Supplied material start

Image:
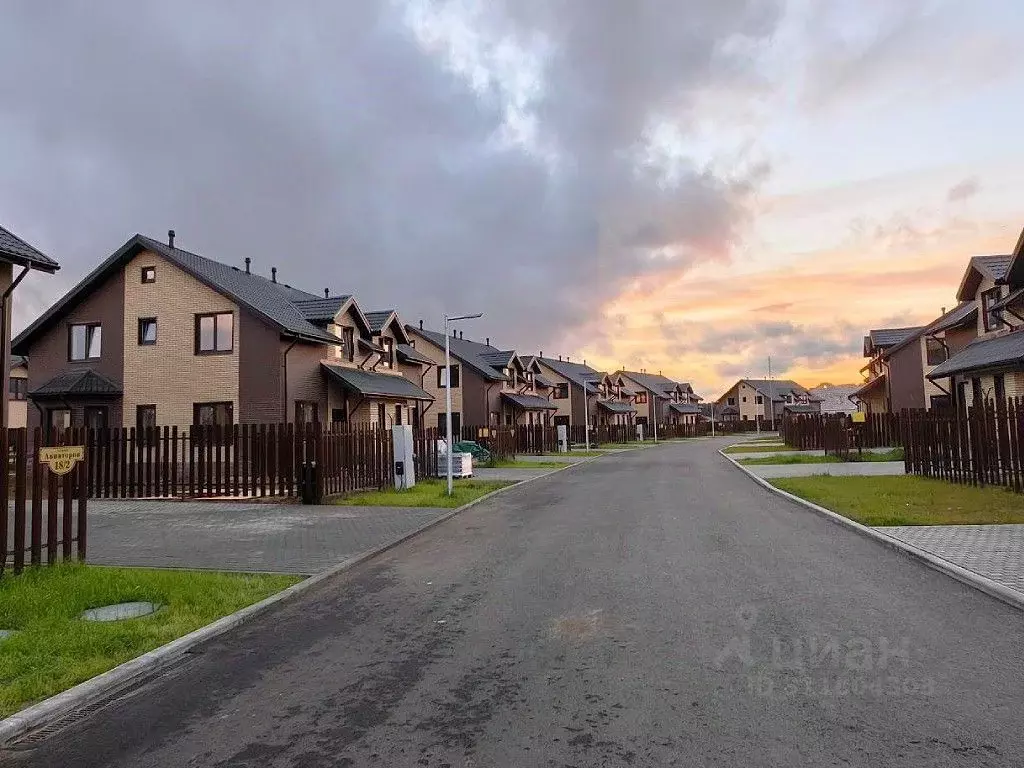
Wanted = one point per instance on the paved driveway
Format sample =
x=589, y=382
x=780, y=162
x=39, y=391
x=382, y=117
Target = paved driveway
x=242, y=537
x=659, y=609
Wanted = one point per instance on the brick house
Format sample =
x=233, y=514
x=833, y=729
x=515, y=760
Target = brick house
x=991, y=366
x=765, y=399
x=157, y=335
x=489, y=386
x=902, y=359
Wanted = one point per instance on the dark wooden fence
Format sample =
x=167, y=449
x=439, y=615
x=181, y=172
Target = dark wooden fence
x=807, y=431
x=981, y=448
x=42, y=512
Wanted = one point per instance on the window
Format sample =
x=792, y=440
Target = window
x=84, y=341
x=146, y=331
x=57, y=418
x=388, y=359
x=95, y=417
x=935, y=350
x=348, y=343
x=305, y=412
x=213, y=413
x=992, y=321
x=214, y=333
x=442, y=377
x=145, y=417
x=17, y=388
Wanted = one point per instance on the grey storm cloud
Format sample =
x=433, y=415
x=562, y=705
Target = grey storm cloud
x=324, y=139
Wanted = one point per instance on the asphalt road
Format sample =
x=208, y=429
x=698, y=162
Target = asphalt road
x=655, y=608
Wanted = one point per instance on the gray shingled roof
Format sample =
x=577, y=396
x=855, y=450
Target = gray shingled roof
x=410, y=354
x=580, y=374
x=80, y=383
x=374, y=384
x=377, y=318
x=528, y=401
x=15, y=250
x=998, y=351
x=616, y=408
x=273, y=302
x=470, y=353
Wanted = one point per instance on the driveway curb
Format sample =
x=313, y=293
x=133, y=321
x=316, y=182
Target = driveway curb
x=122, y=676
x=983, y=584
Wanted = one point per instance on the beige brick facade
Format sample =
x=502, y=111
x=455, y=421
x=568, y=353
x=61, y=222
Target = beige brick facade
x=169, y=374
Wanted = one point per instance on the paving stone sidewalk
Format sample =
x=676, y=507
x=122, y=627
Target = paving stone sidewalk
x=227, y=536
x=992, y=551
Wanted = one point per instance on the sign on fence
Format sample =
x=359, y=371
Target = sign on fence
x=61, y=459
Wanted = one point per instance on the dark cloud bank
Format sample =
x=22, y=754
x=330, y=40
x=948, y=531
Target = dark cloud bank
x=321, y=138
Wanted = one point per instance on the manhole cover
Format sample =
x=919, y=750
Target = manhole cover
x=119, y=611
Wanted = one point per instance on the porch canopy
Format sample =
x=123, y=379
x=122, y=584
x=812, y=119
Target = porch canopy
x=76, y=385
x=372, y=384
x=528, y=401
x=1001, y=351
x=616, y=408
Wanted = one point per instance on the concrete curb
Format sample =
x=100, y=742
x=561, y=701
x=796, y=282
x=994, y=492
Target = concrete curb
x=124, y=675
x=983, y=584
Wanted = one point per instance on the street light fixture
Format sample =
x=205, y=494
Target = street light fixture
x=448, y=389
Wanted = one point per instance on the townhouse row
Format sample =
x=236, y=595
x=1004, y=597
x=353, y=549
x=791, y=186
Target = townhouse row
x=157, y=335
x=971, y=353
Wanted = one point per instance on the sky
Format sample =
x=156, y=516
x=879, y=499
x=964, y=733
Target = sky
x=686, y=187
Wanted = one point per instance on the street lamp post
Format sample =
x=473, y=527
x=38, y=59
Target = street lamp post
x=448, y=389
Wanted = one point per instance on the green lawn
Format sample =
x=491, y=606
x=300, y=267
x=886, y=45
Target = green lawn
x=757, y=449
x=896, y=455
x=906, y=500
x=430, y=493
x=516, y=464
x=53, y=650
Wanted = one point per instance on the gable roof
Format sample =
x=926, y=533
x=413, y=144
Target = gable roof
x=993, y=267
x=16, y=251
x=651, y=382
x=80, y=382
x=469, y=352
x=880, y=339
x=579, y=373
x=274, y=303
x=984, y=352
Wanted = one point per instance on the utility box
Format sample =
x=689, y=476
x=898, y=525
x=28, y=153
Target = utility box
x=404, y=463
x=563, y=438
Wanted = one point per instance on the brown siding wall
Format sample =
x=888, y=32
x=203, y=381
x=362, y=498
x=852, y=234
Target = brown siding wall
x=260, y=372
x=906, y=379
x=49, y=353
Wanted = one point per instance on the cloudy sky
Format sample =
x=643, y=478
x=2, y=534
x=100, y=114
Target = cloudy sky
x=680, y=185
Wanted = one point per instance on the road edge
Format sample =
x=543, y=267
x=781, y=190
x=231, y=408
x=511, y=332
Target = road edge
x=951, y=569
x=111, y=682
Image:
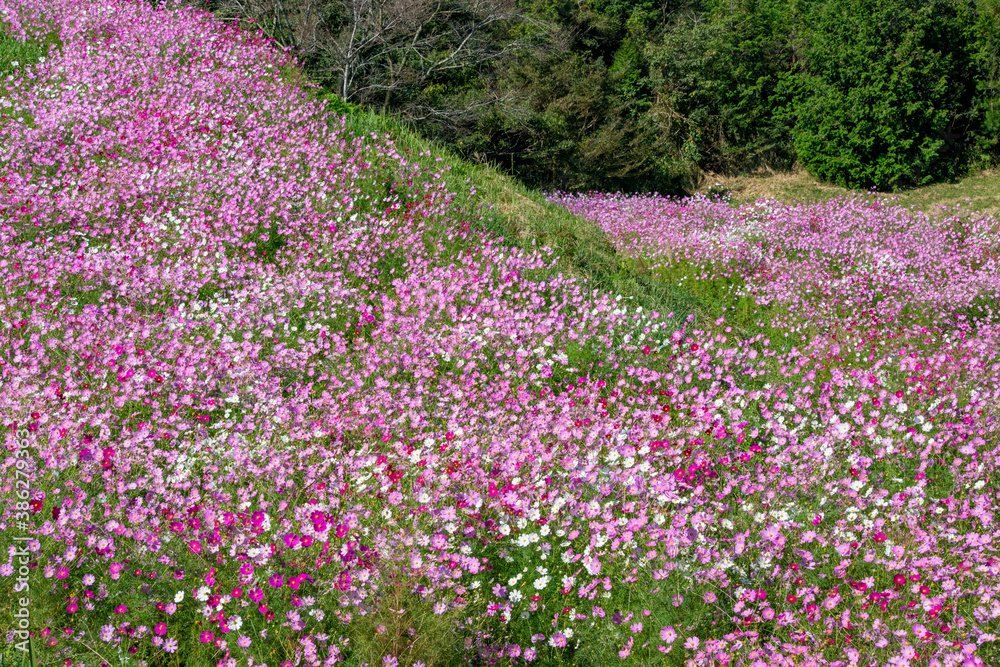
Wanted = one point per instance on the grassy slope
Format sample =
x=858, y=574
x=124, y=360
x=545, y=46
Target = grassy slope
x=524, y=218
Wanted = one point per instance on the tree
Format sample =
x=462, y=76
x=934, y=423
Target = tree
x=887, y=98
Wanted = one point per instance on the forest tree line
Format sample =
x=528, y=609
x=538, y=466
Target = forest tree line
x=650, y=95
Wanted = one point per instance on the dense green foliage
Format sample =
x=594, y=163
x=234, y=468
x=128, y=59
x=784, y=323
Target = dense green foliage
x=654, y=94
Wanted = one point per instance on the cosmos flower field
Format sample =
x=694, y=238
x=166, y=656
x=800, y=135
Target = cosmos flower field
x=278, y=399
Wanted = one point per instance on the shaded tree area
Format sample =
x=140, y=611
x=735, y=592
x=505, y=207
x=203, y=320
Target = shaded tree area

Supplied material end

_Goal_.
Rewrite the items from the first line through the line containing "x=321, y=138", both ends included, keeping every request and shifting each answer coordinate up by 5 while leaving the numbers in the requests and format samples unchanged. Leave the pictures out of your answer.

_Exercise output_.
Image:
Wanted = one point per instance on the paved driveway
Format sample =
x=589, y=382
x=780, y=162
x=39, y=391
x=382, y=117
Target = paved driveway
x=247, y=542
x=664, y=614
Wanted = one point per instance on the brick house
Format sample =
x=233, y=514
x=833, y=729
x=515, y=760
Target = brick house
x=996, y=371
x=770, y=404
x=162, y=340
x=494, y=391
x=907, y=364
Wanted = one point per instance on the dark wooden fence
Format sample =
x=167, y=449
x=439, y=615
x=181, y=172
Target = dark wooden fence
x=812, y=436
x=986, y=453
x=47, y=517
Wanted = one point per instance on the window
Format sample =
x=792, y=440
Target = window
x=89, y=346
x=151, y=336
x=62, y=423
x=393, y=364
x=100, y=422
x=940, y=355
x=353, y=348
x=310, y=417
x=218, y=418
x=997, y=326
x=219, y=338
x=447, y=382
x=150, y=422
x=22, y=393
Wanted = one point per instance on the grey storm cloud
Format sample =
x=433, y=415
x=562, y=705
Target = grey storm cloud
x=329, y=144
Wanted = one point per instance on the asphalt road
Format sample =
x=208, y=429
x=698, y=162
Target = asphalt road
x=660, y=613
Wanted = one point per instance on the gray shingled roof
Format sample =
x=577, y=396
x=855, y=450
Target = gray shingled roof
x=415, y=359
x=585, y=379
x=85, y=388
x=379, y=389
x=382, y=323
x=533, y=406
x=20, y=255
x=1003, y=356
x=621, y=413
x=278, y=307
x=475, y=358
Wanted = one point per instance on the driveway curb
Format sample =
x=313, y=293
x=133, y=321
x=316, y=182
Target = driveway curb
x=127, y=681
x=988, y=589
Wanted = one point per instance on the beige brick facade
Format sample =
x=502, y=111
x=455, y=421
x=568, y=353
x=61, y=222
Target = beige brick facade
x=174, y=379
Wanted = one point per instance on the paving stone sidewalk
Format sample =
x=676, y=507
x=122, y=627
Target = paving stone sidewalk
x=232, y=541
x=997, y=556
Wanted = one point per instance on the sign on fence
Format sample =
x=359, y=371
Target = sign on fence
x=66, y=464
Wanted = one point per instance on the dark cloud bank
Format sample =
x=22, y=754
x=330, y=40
x=948, y=531
Target = dark cloud bank
x=326, y=143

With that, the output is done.